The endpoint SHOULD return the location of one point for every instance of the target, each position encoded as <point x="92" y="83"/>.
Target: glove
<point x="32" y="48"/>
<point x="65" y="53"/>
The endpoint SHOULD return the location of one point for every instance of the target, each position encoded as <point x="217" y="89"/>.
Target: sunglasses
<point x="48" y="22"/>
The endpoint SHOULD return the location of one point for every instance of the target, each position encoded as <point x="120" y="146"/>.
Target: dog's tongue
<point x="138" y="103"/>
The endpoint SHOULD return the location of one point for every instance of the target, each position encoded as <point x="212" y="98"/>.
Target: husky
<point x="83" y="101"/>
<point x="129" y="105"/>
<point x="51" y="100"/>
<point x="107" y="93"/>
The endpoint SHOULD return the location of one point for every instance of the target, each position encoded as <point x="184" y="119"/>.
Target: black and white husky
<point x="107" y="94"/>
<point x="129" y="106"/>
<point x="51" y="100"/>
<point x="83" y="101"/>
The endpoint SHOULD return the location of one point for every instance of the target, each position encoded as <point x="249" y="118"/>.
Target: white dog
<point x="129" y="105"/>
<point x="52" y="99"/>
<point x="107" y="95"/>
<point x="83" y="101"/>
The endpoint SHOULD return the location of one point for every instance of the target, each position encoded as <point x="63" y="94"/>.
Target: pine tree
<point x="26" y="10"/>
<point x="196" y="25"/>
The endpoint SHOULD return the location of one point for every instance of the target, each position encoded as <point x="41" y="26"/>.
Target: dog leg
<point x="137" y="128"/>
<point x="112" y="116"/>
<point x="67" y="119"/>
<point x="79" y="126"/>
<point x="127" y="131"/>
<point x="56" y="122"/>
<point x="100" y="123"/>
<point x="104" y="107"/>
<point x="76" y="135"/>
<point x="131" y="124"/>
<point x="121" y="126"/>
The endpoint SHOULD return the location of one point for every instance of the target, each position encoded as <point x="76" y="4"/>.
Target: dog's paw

***

> [WRITTEN EXERCISE]
Write out every line exactly as it stands.

> [FINAL ANSWER]
The endpoint SHOULD return the location of one point for every instance of the target, each position encoded as <point x="92" y="83"/>.
Target: glove
<point x="32" y="48"/>
<point x="65" y="53"/>
The endpoint SHOULD return the location of one point for every instance of the target, each position encoded as <point x="217" y="89"/>.
Target: sunglasses
<point x="48" y="22"/>
The endpoint SHOULD return the location of one point for every instance of the target, each position encoded as <point x="120" y="146"/>.
Target: dog's tongue
<point x="138" y="103"/>
The endpoint SHOULD return the location of one point for every instance of the target, each position encoded as <point x="212" y="98"/>.
Target: husky
<point x="83" y="101"/>
<point x="129" y="105"/>
<point x="51" y="100"/>
<point x="107" y="93"/>
The endpoint SHOULD return the location of one point for every instance of the target, each position encoded as <point x="184" y="119"/>.
Target: black and white husky
<point x="107" y="94"/>
<point x="129" y="106"/>
<point x="51" y="100"/>
<point x="83" y="101"/>
The endpoint SHOULD return the location of one point for every instance of the target, each position encoded as <point x="249" y="118"/>.
Target: white dog
<point x="129" y="105"/>
<point x="52" y="99"/>
<point x="107" y="95"/>
<point x="83" y="101"/>
The endpoint SHOULD return the location of one point for every instance of the target, each position encoded as <point x="63" y="94"/>.
Target: pine tree
<point x="26" y="10"/>
<point x="196" y="25"/>
The endpoint SHOULD return the location of one point for every instance of the target, each position encoded as <point x="41" y="26"/>.
Target: dog leg
<point x="137" y="128"/>
<point x="112" y="116"/>
<point x="67" y="119"/>
<point x="79" y="126"/>
<point x="127" y="131"/>
<point x="56" y="122"/>
<point x="100" y="123"/>
<point x="104" y="107"/>
<point x="76" y="135"/>
<point x="131" y="124"/>
<point x="121" y="126"/>
The endpoint SHOULD return the location of one point for every instance of the target, each position encoded as <point x="76" y="4"/>.
Target: dog's paw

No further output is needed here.